_Set task 1_: Copy the part of the partitioning passage starting at "[0055] Binary Tree" and ending at "half to another.".
_Set task 2_: Condense the paragraph of the partitioning passage that begins "In one embodiment of the present invention, the binary tree" into a shorter version that keeps its main facts.
_Set task 3_: In the partitioning passage, along which dimension of the domain is space partitioned at step 515?

-- START OF Document --

First, the master node measures the speed and memory capabilities
of all of the slave nodes at step 400. Such values may be stored in
a configuration file, for example. The master node assembles a list
of processors at step 410, which may or may not be in the same
shared memory space. At step 420 the computation is distributed by
selecting various sub-domains of an overall n-box (i.e., the
computation domain). Then, a processor is assigned to every
sub-domain at step 430. Each processor receives a unique process id
to facilitate communication at step 440.
[0055] Binary Tree
[0056] One manner in which the sub-domains maybe partitioned is
using a binary tree. This embodiment is shown in FIG. 5. First, the
master node measures the speed and memory capabilities of all of
the slave nodes at step 500. At step 510, the master node assembles
a list of processors in the computation domain. Next, at step 515,
space is partitioned along the largest dimension of the domain, and
half the processors are assigned to one side of the binary tree and
half to another.
[0057] In one embodiment of the present invention, the binary tree
attempts to do achieve as equal a splitting in flops as possible,
constrained by the condition that the required memory on each side
be met by the combined available memory of each group of
processors. Processors in the same shared memory space are not
split from each other until a group consists of only processors
with shared memory. This measure attempts to ensure that processors
in a shared memory environment, and therefore faster communication,
are next to each other, thus reducing the network bandwidth
needed.
[0058] This partitioning is performed recursively at step 520,
until every group of processors consists of one processor. A
two-dimensional domain, then, might be partitioned for 5 (unequal)
processors as shown in FIG. 6. Now, the salve cups are started up
at step 530, either using a virtual machine interface such as PVM,
or another communications protocol capable of this. The allocation
and initialization routines are called on all fragments at step
540. At any point after this, client functions such as structure
fabrication, or random access to field components, can occur at
step 550. Such requests typically start at the user application,
access the parallelization library, which then processes the
request and breaks it up to send it to each of the clients.
[0059] The next step in a computation is time step initialization
at step 560. In this step, each fragment deduces what data it will
need at which distinct time step phases and relates these needs to
the engine. The engine then processes these queries and determines
which types of fields must be moved around at different time step
points at step 570. Time stepping then commences at step 580; with
every distinct time step in the sequence, there is a computational
task that the fragments all perform. At the same time, the engine
moves the appropriate field regions around the slave nodes.

-- END OF Document --
-- START OF Raw records --

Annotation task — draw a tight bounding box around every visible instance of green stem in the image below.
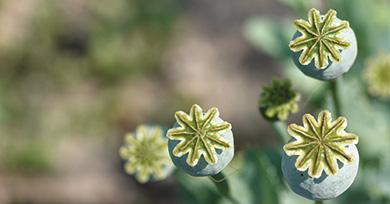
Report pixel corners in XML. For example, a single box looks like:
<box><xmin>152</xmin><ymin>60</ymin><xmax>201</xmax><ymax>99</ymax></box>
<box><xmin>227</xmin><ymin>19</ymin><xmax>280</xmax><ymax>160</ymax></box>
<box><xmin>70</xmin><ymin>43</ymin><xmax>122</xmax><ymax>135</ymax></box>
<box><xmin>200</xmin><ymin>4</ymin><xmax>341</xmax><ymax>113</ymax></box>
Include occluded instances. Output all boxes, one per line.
<box><xmin>330</xmin><ymin>79</ymin><xmax>342</xmax><ymax>117</ymax></box>
<box><xmin>270</xmin><ymin>121</ymin><xmax>289</xmax><ymax>144</ymax></box>
<box><xmin>209</xmin><ymin>172</ymin><xmax>239</xmax><ymax>204</ymax></box>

-- END OF Raw records --

_Task solution 1_:
[0055] Binary Tree
[0056] One manner in which the sub-domains maybe partitioned is
using a binary tree. This embodiment is shown in FIG. 5. First, the
master node measures the speed and memory capabilities of all of
the slave nodes at step 500. At step 510, the master node assembles
a list of processors in the computation domain. Next, at step 515,
space is partitioned along the largest dimension of the domain, and
half the processors are assigned to one side of the binary tree and
half to another.

_Task solution 2_: The binary tree aims to split flops as equally as possible, provided that the combined available memory of each group of processors meets the memory required on its side. Processors in the same shared memory space stay together until a group consists only of shared-memory processors. This keeps processors with faster communication next to each other and reduces the network bandwidth needed.

_Task solution 3_: Along the largest dimension of the domain.